— Begin Record excerpts —

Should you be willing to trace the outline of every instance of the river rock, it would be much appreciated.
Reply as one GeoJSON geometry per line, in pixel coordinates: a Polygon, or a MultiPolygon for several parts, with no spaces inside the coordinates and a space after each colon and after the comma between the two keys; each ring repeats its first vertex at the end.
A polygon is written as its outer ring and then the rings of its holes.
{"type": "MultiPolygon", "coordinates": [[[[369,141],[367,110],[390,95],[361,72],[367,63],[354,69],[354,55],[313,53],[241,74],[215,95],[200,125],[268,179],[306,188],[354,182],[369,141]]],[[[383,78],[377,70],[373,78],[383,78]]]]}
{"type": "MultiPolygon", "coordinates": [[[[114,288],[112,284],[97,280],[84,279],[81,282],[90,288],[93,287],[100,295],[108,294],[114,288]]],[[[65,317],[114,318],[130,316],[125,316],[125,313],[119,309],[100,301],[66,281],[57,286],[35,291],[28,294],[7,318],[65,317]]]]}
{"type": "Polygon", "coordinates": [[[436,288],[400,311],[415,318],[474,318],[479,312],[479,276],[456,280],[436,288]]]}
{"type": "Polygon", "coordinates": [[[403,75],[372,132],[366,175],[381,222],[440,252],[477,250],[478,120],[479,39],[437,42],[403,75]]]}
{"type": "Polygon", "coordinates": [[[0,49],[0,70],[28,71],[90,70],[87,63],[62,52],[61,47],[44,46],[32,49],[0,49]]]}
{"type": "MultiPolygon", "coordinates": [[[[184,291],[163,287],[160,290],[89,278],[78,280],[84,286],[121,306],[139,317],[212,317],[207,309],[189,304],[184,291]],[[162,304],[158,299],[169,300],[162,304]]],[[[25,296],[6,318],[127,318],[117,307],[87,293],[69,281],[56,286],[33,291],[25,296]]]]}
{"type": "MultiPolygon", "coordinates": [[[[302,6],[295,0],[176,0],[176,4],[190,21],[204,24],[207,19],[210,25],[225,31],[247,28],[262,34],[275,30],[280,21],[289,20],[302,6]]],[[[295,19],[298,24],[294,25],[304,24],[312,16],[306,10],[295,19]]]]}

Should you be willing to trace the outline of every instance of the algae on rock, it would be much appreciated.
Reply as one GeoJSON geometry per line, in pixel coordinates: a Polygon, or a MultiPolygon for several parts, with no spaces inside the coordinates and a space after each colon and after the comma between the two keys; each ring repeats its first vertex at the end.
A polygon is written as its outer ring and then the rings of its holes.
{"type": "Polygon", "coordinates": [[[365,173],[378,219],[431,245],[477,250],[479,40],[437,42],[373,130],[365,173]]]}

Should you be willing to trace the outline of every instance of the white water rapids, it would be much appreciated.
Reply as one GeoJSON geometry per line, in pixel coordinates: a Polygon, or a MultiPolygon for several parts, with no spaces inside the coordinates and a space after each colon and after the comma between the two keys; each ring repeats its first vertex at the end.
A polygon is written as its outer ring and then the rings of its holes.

— End Record excerpts —

- **What is needed**:
Copy out the lines above, substituting "image coordinates" for "pixel coordinates" everywhere it occurs and keeping everything else unchanged.

- **Answer in full**:
Should you be willing to trace the outline of every instance of the river rock, it would be much appreciated.
Reply as one GeoJSON geometry per line, in image coordinates: a Polygon, or a MultiPolygon for several parts, with no spaces inside the coordinates and a space after each colon and after the comma between the two keys; each ring repeats its first vertex at the end.
A polygon is written as its outer ring and then the rings of its holes.
{"type": "MultiPolygon", "coordinates": [[[[369,141],[367,110],[390,95],[361,72],[367,63],[354,69],[354,55],[313,53],[241,74],[215,95],[200,125],[268,179],[306,188],[354,182],[369,141]]],[[[383,78],[377,70],[373,78],[383,78]]]]}
{"type": "MultiPolygon", "coordinates": [[[[114,288],[112,284],[97,280],[84,279],[81,282],[90,288],[93,287],[100,295],[108,294],[114,288]]],[[[65,317],[114,318],[130,316],[125,316],[125,313],[119,309],[100,301],[66,281],[57,286],[35,291],[28,294],[7,318],[65,317]]]]}
{"type": "Polygon", "coordinates": [[[436,288],[400,311],[415,318],[474,318],[479,312],[479,276],[456,280],[436,288]]]}
{"type": "Polygon", "coordinates": [[[403,75],[372,132],[366,175],[381,222],[440,252],[477,250],[478,120],[479,39],[437,42],[403,75]]]}
{"type": "Polygon", "coordinates": [[[0,49],[0,70],[28,71],[90,70],[87,63],[62,52],[61,47],[44,46],[32,49],[0,49]]]}
{"type": "MultiPolygon", "coordinates": [[[[184,291],[163,287],[160,290],[89,278],[78,280],[84,286],[121,306],[139,317],[212,317],[207,309],[189,304],[184,291]],[[162,304],[158,299],[169,300],[162,304]]],[[[25,296],[6,318],[127,318],[117,307],[87,293],[69,281],[56,286],[33,291],[25,296]]]]}
{"type": "MultiPolygon", "coordinates": [[[[302,6],[295,0],[176,0],[176,4],[190,21],[204,24],[207,19],[210,25],[225,31],[247,28],[262,34],[275,30],[280,21],[289,20],[302,6]]],[[[295,19],[298,24],[294,25],[304,24],[312,16],[306,10],[295,19]]]]}

Should you be willing to trace the outline of every instance of the algae on rock, it would be much appreciated.
Reply as one GeoJSON geometry per line, in image coordinates: a Polygon, or a MultiPolygon for several parts, with no spaces inside the coordinates and a space after each colon and after the comma between the two keys; each ring repeats its first vertex at the end.
A polygon is written as its outer ring and then the rings of its holes.
{"type": "Polygon", "coordinates": [[[365,173],[378,219],[431,245],[477,250],[479,40],[437,42],[373,130],[365,173]]]}

Should you be willing to trace the outline of every instance of the white water rapids, it would be much appreciated.
Reply as one GeoJSON geometry per line, in image coordinates: a Polygon, or a MultiPolygon for several parts, with no spaces inside the coordinates and a space after each colon and after the comma between the two keys; each ring repeats its first vertex at the end.
A polygon is written as its outer ring and then the rings of its holes.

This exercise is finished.